Records supplied:
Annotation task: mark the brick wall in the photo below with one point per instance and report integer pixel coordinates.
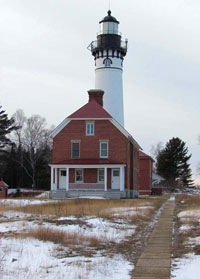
(89, 145)
(120, 149)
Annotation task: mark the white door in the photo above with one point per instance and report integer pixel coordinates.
(62, 179)
(115, 179)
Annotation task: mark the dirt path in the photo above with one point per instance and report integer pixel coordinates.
(155, 260)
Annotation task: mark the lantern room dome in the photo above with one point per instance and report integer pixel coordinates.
(109, 18)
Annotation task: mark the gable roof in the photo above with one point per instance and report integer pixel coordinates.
(90, 110)
(143, 155)
(93, 111)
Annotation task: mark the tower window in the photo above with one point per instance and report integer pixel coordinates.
(89, 128)
(107, 62)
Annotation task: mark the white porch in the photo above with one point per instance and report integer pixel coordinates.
(60, 178)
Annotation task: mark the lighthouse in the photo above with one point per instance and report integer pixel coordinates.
(109, 51)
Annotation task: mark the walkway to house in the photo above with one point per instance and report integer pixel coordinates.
(155, 260)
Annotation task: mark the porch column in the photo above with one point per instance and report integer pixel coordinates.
(56, 178)
(67, 179)
(105, 179)
(121, 178)
(52, 173)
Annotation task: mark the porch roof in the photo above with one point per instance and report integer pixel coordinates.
(88, 162)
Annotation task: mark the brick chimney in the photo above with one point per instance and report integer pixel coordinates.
(97, 95)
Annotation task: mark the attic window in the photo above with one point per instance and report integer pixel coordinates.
(103, 149)
(107, 62)
(89, 128)
(75, 149)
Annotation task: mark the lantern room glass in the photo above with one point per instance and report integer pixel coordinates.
(109, 28)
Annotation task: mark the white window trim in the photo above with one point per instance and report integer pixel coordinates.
(75, 141)
(82, 176)
(89, 122)
(101, 182)
(104, 141)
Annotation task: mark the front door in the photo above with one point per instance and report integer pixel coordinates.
(115, 179)
(62, 179)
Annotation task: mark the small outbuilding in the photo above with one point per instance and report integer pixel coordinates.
(3, 189)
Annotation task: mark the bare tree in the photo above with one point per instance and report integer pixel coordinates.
(155, 150)
(32, 140)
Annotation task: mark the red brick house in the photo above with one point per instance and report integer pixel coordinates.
(3, 189)
(93, 155)
(145, 174)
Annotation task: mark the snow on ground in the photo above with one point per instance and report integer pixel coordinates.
(22, 202)
(187, 268)
(185, 228)
(189, 213)
(31, 258)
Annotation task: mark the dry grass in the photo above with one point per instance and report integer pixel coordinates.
(62, 237)
(188, 202)
(88, 207)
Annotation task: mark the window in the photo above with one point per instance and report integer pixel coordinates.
(107, 62)
(104, 149)
(115, 172)
(100, 175)
(75, 150)
(79, 175)
(63, 173)
(90, 129)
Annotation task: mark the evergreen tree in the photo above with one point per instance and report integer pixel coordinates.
(172, 163)
(6, 127)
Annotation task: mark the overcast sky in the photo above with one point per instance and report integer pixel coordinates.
(46, 69)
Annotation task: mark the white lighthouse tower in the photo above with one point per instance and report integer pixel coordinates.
(109, 51)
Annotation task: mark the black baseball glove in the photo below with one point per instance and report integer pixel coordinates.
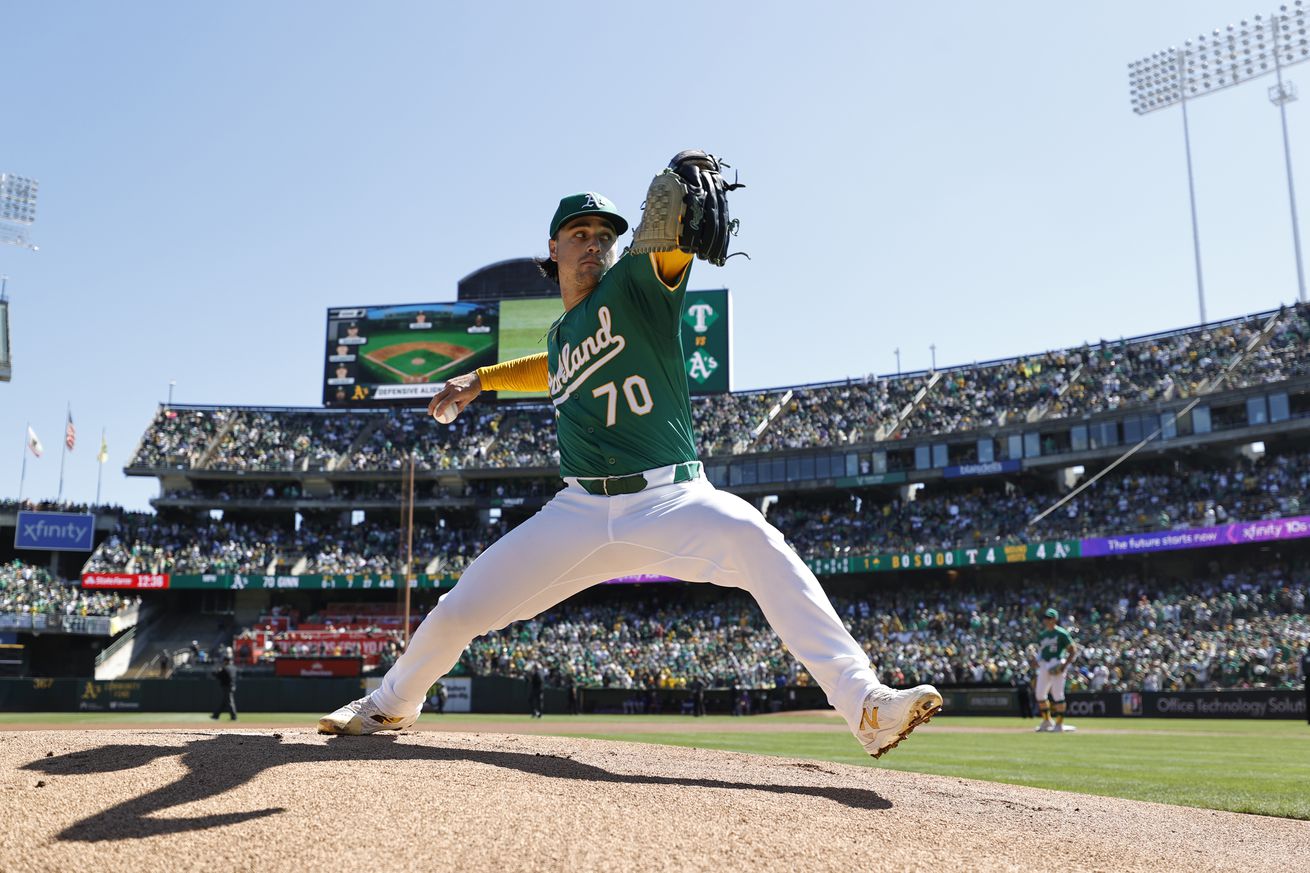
(687, 207)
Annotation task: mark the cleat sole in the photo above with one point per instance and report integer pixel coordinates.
(922, 717)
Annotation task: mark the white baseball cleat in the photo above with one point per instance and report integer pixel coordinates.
(888, 716)
(362, 717)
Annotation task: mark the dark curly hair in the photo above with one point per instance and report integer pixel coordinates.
(548, 268)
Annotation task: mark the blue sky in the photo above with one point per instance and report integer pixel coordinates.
(968, 176)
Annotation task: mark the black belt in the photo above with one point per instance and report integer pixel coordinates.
(613, 485)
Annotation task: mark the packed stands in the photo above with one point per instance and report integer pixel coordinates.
(30, 590)
(1230, 631)
(1068, 383)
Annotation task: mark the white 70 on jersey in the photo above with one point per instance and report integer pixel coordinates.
(636, 391)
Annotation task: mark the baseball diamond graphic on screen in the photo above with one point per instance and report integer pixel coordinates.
(414, 346)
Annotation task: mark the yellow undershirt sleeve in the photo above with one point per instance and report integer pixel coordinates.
(522, 374)
(670, 266)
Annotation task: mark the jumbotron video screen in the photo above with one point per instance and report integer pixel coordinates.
(400, 355)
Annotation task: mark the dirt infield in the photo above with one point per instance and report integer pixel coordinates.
(215, 800)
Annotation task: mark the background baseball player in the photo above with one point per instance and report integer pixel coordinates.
(1055, 652)
(636, 500)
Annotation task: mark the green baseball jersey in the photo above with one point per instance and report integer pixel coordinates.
(1052, 644)
(617, 375)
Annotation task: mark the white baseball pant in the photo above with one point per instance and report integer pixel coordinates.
(1051, 683)
(688, 531)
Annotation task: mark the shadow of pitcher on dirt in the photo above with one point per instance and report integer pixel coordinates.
(222, 762)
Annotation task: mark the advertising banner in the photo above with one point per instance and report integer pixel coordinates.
(307, 582)
(1199, 538)
(706, 341)
(55, 531)
(983, 469)
(871, 479)
(326, 667)
(1247, 703)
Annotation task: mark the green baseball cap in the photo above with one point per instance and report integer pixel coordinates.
(587, 203)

Task goal:
Starting at the line containing "Annotation task: mark the advertising" and ending at the last line of the entries above, reproduce those lines only, text lines included unchanged. Multiply every point coordinate by 0.75 and round to a whole number, with halves rounding up.

Exercise result:
Annotation task: mark the advertising banner in the photo above with one point per instance and report integer pixel coordinates.
(230, 437)
(899, 404)
(530, 256)
(41, 398)
(737, 352)
(653, 359)
(245, 500)
(935, 527)
Annotation task: mark the green baseball cap in the photo above with one point per instance and report integer pixel coordinates.
(440, 152)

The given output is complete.